__Work instructions__
Can you copy the following entries word for word, leaving out the pictures?

Pointing dataset entries
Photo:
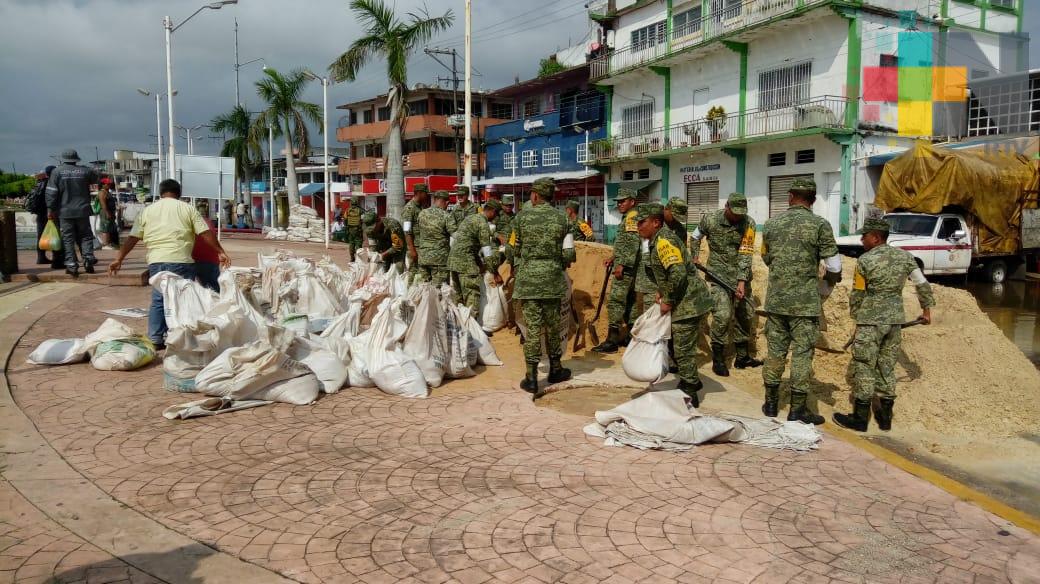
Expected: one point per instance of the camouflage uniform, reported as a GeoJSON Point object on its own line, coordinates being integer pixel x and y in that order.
{"type": "Point", "coordinates": [471, 255]}
{"type": "Point", "coordinates": [436, 226]}
{"type": "Point", "coordinates": [392, 238]}
{"type": "Point", "coordinates": [669, 267]}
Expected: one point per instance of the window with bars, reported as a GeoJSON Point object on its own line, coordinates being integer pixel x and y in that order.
{"type": "Point", "coordinates": [784, 86]}
{"type": "Point", "coordinates": [529, 159]}
{"type": "Point", "coordinates": [637, 120]}
{"type": "Point", "coordinates": [649, 35]}
{"type": "Point", "coordinates": [550, 156]}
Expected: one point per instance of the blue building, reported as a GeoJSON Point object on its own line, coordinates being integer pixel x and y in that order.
{"type": "Point", "coordinates": [554, 117]}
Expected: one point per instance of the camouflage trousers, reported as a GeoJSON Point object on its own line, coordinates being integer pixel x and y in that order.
{"type": "Point", "coordinates": [797, 335]}
{"type": "Point", "coordinates": [873, 367]}
{"type": "Point", "coordinates": [684, 334]}
{"type": "Point", "coordinates": [542, 318]}
{"type": "Point", "coordinates": [467, 289]}
{"type": "Point", "coordinates": [728, 311]}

__Response to the exercise__
Photo:
Expected: one point per instance of the camouflage uniform, reported as a GeoJSON Point object on its own line, coordinates being integer pixel x and y in that order.
{"type": "Point", "coordinates": [471, 255]}
{"type": "Point", "coordinates": [436, 226]}
{"type": "Point", "coordinates": [392, 238]}
{"type": "Point", "coordinates": [669, 267]}
Expected: one point per instance of the window with bars, reported as a GeoJSON Point object on its own line, coordinates being integer pixel x and y in that order.
{"type": "Point", "coordinates": [784, 86]}
{"type": "Point", "coordinates": [529, 159]}
{"type": "Point", "coordinates": [637, 120]}
{"type": "Point", "coordinates": [649, 35]}
{"type": "Point", "coordinates": [550, 156]}
Expected: one point per instance of the blue building, reported as a GeoJSON Point object on its own line, coordinates being integer pixel x and y in that order.
{"type": "Point", "coordinates": [554, 117]}
Expected: one point per instance of the camouflage trousers, reported as a GeoJSON Point object on its own line, coordinates being integer pixel x and y in that order.
{"type": "Point", "coordinates": [797, 335]}
{"type": "Point", "coordinates": [873, 367]}
{"type": "Point", "coordinates": [684, 334]}
{"type": "Point", "coordinates": [542, 318]}
{"type": "Point", "coordinates": [467, 289]}
{"type": "Point", "coordinates": [728, 311]}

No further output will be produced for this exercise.